◆ **Work instruction**
Can you rewrite the items below so that "rough mask" becomes "coarse mask" wherever it occurs, with nothing else altered?
━━━ Records shown ━━━
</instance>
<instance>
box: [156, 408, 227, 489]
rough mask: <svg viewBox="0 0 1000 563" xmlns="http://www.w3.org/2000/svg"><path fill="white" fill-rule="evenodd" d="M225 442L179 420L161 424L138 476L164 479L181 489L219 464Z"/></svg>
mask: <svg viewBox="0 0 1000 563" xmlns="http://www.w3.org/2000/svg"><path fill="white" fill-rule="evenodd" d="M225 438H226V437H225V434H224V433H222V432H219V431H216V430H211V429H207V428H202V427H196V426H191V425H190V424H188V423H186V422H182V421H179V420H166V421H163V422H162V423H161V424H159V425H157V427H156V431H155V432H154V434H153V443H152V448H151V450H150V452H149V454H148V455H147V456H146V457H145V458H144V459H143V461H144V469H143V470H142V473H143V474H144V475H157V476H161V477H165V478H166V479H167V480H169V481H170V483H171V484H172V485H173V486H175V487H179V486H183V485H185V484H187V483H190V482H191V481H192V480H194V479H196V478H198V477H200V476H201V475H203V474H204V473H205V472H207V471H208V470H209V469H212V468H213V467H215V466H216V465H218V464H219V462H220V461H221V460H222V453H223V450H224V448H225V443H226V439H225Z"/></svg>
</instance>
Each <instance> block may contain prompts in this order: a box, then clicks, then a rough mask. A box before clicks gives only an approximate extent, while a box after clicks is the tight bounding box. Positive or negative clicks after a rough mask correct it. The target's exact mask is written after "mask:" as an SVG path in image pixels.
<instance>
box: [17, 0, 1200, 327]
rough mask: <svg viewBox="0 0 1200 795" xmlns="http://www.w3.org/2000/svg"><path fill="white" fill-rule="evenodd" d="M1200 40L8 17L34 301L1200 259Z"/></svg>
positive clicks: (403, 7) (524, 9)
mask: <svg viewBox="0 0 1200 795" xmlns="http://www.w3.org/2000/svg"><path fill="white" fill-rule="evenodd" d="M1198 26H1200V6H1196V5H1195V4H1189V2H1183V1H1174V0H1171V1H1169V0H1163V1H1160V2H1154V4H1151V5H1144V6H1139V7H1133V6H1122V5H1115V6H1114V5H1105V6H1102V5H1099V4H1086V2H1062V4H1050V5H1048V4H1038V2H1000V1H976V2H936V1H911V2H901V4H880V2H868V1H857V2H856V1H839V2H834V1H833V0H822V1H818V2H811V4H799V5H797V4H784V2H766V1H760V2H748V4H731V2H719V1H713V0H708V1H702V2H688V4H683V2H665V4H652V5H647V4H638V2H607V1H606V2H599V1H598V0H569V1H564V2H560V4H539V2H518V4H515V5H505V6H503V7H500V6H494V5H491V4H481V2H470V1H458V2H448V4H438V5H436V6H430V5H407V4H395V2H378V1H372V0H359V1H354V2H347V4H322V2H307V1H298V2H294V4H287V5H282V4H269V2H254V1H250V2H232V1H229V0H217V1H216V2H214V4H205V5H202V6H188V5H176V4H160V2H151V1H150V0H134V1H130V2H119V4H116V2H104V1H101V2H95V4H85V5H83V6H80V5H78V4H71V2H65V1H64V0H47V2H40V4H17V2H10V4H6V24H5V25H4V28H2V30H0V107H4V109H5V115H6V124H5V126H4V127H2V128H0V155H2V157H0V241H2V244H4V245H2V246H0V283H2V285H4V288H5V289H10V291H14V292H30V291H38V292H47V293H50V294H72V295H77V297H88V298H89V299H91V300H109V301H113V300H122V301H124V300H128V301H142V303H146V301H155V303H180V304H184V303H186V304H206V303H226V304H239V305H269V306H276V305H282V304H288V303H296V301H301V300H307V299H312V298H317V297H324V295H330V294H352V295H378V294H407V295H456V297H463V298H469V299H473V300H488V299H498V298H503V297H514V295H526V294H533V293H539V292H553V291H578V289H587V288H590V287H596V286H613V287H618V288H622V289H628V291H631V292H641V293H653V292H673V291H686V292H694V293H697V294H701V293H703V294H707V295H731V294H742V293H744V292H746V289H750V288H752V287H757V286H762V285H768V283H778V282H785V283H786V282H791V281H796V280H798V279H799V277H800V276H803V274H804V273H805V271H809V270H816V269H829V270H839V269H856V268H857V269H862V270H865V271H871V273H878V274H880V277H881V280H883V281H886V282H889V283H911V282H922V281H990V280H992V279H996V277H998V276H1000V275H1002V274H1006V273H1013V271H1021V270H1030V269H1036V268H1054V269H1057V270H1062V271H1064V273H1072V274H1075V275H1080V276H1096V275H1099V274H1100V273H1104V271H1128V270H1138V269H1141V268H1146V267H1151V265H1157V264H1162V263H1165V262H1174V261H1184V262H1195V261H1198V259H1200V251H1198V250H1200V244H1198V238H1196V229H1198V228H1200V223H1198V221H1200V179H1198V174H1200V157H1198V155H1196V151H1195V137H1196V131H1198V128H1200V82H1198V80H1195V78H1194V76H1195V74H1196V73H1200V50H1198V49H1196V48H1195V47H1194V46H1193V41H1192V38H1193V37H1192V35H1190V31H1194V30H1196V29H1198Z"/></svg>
━━━
◆ **Result for this task**
</instance>
<instance>
box: [156, 408, 227, 489]
coarse mask: <svg viewBox="0 0 1000 563" xmlns="http://www.w3.org/2000/svg"><path fill="white" fill-rule="evenodd" d="M225 442L179 420L161 424L138 476L164 479L181 489L219 464Z"/></svg>
mask: <svg viewBox="0 0 1000 563" xmlns="http://www.w3.org/2000/svg"><path fill="white" fill-rule="evenodd" d="M225 438H226V437H225V434H224V433H222V432H219V431H216V430H211V429H207V428H202V427H196V426H191V425H190V424H188V423H186V422H182V421H179V420H166V421H163V422H162V423H161V424H159V425H157V427H156V431H155V432H154V434H153V443H152V448H151V450H150V452H149V454H148V455H147V456H146V457H145V458H144V459H143V461H144V469H143V470H142V473H143V474H144V475H157V476H161V477H165V478H166V479H167V480H169V481H170V483H171V484H172V485H173V486H175V487H179V486H183V485H185V484H187V483H190V482H191V481H192V480H194V479H196V478H198V477H200V476H201V475H203V474H204V473H205V472H207V471H208V470H209V469H212V468H213V467H215V466H216V465H218V464H219V462H220V461H221V460H222V453H223V450H224V448H225V443H226V439H225Z"/></svg>
</instance>
Each <instance> block may contain prompts in this order: a box, then clicks, then a coarse mask. A box before clicks gives only an approximate extent, while a box after clicks is the tight bounding box. Positive or negative clicks after a coarse mask correct it. The target's exact mask is written after "mask:" as an SVG path in image pixels.
<instance>
box: [17, 0, 1200, 327]
coarse mask: <svg viewBox="0 0 1200 795" xmlns="http://www.w3.org/2000/svg"><path fill="white" fill-rule="evenodd" d="M1200 40L8 17L34 301L1200 259Z"/></svg>
positive clicks: (403, 7) (524, 9)
mask: <svg viewBox="0 0 1200 795" xmlns="http://www.w3.org/2000/svg"><path fill="white" fill-rule="evenodd" d="M1198 26H1200V6H1196V5H1195V4H1189V2H1183V1H1174V0H1171V1H1169V0H1163V1H1160V2H1154V4H1151V5H1144V6H1139V7H1133V6H1122V5H1115V6H1114V5H1105V6H1102V5H1099V4H1086V2H1062V4H1050V5H1048V4H1038V2H1000V1H976V2H936V1H911V2H901V4H880V2H868V1H857V2H856V1H839V2H834V1H833V0H822V1H818V2H811V4H799V5H797V4H784V2H766V1H760V2H748V4H731V2H719V1H713V0H708V1H702V2H688V4H683V2H665V4H652V5H647V4H638V2H607V1H606V2H599V1H598V0H569V1H564V2H560V4H539V2H518V4H515V5H505V6H503V7H500V6H494V5H491V4H481V2H470V1H458V2H448V4H438V5H436V6H430V5H407V4H395V2H378V1H372V0H359V1H354V2H347V4H322V2H307V1H298V2H294V4H287V5H282V4H269V2H254V1H250V2H232V1H229V0H217V1H216V2H214V4H205V5H202V6H188V5H176V4H160V2H151V1H150V0H134V1H130V2H119V4H116V2H104V1H101V2H95V4H85V5H83V6H80V5H78V4H71V2H65V1H64V0H47V2H40V4H17V2H10V4H6V24H5V25H4V28H2V30H0V107H4V109H5V115H6V124H5V126H4V127H2V128H0V155H2V157H0V241H2V244H4V245H2V246H0V283H2V285H4V288H5V289H10V291H14V292H30V291H38V292H47V293H50V294H72V295H77V297H88V298H89V299H91V300H109V301H113V300H122V301H124V300H128V301H142V303H146V301H155V303H180V304H184V303H186V304H206V303H226V304H239V305H269V306H276V305H282V304H288V303H296V301H301V300H307V299H312V298H317V297H324V295H330V294H352V295H378V294H407V295H456V297H463V298H469V299H473V300H488V299H498V298H503V297H514V295H526V294H533V293H539V292H553V291H578V289H587V288H590V287H596V286H613V287H618V288H622V289H628V291H631V292H641V293H653V292H673V291H686V292H694V293H697V294H701V293H703V294H707V295H731V294H742V293H744V292H746V289H750V288H752V287H757V286H762V285H768V283H778V282H785V283H786V282H791V281H796V280H798V279H799V277H800V276H803V274H804V273H805V271H809V270H816V269H829V270H839V269H856V268H857V269H862V270H865V271H871V273H878V274H880V277H881V280H883V281H886V282H889V283H911V282H922V281H990V280H992V279H996V277H998V276H1000V275H1002V274H1006V273H1013V271H1021V270H1030V269H1036V268H1054V269H1057V270H1062V271H1064V273H1072V274H1075V275H1080V276H1096V275H1099V274H1100V273H1104V271H1128V270H1138V269H1141V268H1146V267H1151V265H1157V264H1162V263H1165V262H1174V261H1184V262H1195V261H1198V259H1200V251H1198V250H1200V244H1198V238H1196V229H1198V228H1200V223H1198V221H1200V179H1198V174H1200V157H1198V155H1196V151H1195V137H1196V131H1198V128H1200V82H1198V80H1195V78H1194V76H1195V74H1196V73H1200V50H1198V49H1196V48H1195V47H1194V46H1193V41H1192V38H1193V37H1192V35H1190V31H1194V30H1196V29H1198Z"/></svg>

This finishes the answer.